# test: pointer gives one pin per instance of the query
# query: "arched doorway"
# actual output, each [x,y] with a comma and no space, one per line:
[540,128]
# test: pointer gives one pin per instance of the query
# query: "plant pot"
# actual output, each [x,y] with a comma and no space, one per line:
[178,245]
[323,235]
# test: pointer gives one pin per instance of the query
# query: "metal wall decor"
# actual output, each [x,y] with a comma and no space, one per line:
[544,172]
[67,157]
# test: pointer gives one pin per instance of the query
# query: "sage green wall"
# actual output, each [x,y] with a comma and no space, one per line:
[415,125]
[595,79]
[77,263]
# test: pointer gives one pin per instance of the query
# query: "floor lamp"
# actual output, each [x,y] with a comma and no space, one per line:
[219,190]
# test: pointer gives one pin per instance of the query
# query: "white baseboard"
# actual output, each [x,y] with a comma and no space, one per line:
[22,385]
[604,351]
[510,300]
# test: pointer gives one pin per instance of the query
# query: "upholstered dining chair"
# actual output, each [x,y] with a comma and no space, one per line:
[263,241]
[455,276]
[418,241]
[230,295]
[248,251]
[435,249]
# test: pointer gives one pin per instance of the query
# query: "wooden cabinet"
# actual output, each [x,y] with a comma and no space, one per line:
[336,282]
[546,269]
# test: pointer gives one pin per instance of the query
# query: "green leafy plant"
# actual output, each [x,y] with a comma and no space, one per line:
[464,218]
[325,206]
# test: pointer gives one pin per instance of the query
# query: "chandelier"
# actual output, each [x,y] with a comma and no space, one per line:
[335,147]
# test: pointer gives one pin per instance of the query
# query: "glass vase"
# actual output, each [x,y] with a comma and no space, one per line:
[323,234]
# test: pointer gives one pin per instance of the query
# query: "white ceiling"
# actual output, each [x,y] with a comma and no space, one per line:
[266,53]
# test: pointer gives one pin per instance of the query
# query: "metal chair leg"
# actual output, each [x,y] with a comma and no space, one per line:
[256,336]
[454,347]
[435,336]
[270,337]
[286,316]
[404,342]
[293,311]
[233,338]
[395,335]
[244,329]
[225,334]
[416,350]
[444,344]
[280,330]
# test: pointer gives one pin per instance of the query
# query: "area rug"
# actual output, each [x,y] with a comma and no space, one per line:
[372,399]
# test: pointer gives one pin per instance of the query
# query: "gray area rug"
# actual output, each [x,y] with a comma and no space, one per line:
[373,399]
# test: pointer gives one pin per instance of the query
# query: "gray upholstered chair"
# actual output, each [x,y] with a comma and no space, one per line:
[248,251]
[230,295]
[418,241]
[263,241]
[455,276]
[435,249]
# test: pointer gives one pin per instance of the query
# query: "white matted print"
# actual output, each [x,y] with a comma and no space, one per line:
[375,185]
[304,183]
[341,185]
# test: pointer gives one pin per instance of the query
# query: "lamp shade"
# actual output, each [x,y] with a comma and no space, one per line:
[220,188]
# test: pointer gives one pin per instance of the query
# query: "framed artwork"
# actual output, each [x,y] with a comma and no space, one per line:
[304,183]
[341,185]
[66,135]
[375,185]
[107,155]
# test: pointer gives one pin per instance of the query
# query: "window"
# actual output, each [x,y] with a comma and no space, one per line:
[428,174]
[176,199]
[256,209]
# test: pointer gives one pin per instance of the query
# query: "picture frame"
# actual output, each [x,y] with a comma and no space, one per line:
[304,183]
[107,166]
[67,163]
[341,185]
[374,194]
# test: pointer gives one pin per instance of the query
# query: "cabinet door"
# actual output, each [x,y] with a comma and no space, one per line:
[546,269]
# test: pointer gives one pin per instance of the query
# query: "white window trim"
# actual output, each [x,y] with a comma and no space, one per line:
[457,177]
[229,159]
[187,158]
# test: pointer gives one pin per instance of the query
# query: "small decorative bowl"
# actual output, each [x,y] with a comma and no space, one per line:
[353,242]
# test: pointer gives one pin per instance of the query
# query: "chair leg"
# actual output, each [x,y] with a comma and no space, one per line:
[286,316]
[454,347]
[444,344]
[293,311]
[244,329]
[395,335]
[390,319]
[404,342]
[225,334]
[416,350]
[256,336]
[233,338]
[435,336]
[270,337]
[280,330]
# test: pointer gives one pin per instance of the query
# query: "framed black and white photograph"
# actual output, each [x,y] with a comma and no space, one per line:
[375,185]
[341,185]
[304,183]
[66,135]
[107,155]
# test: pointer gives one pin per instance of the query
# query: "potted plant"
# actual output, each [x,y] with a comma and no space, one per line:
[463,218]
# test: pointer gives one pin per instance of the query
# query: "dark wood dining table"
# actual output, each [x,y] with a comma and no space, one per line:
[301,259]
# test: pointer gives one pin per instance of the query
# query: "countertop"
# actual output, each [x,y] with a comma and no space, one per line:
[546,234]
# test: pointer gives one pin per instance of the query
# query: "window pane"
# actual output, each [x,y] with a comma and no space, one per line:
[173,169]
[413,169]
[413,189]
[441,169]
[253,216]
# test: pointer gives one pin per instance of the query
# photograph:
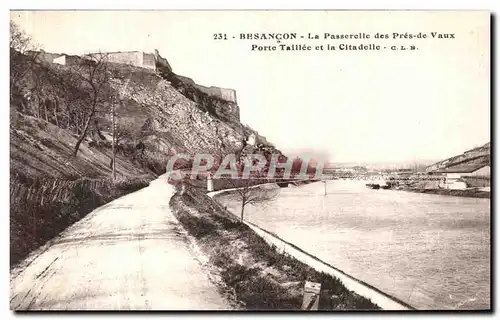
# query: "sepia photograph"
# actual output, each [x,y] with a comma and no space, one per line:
[250,160]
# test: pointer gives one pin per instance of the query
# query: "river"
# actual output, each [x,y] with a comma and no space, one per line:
[430,251]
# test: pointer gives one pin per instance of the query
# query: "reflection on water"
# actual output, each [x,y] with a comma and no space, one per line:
[431,251]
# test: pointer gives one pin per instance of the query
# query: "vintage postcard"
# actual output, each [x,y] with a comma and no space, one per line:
[250,160]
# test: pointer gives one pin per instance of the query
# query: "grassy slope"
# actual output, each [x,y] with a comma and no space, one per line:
[257,274]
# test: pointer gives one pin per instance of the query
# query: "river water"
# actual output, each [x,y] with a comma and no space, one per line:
[430,251]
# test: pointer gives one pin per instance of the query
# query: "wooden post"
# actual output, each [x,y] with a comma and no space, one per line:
[311,296]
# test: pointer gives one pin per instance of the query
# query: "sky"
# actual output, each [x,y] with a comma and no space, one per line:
[349,106]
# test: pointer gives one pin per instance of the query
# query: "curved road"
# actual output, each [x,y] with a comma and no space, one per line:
[130,254]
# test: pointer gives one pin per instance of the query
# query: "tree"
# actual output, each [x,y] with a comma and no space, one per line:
[23,57]
[92,75]
[249,193]
[19,40]
[246,188]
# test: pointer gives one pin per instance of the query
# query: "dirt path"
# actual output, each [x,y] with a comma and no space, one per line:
[130,254]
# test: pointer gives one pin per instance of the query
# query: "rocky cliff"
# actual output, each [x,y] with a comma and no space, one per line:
[159,114]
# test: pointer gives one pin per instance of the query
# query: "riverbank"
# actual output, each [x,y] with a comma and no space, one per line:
[258,275]
[469,193]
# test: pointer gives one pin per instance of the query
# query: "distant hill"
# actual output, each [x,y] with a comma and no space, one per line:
[476,156]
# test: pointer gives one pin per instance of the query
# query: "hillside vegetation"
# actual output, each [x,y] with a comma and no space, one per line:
[61,136]
[475,156]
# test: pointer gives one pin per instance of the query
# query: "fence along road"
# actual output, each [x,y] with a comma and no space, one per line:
[130,254]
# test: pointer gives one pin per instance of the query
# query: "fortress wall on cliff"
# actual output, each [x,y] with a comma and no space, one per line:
[223,93]
[134,58]
[161,62]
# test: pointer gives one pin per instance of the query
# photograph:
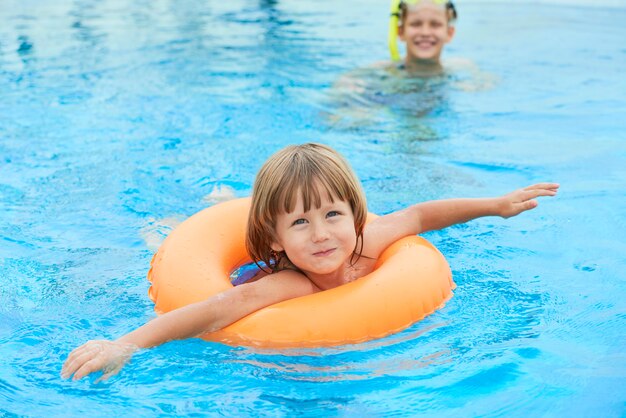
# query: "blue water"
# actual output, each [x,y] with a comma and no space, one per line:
[118,119]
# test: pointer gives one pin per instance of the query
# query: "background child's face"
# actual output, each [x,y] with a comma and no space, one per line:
[425,31]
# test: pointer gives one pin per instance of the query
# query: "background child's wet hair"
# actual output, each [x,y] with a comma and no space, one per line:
[451,12]
[299,170]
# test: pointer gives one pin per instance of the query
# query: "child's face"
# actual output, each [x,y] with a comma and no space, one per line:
[426,31]
[319,241]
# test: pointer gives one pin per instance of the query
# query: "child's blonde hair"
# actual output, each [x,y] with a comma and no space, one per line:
[298,170]
[451,12]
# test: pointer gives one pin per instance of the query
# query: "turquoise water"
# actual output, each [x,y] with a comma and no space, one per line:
[118,119]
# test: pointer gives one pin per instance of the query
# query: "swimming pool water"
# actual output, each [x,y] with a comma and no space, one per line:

************

**TASK GOAL**. Report every line of the entries that contains the word "wooden", matching case exactly.

**RESPONSE TO THE TASK**.
# query: "wooden cabinet"
# query: "wooden post"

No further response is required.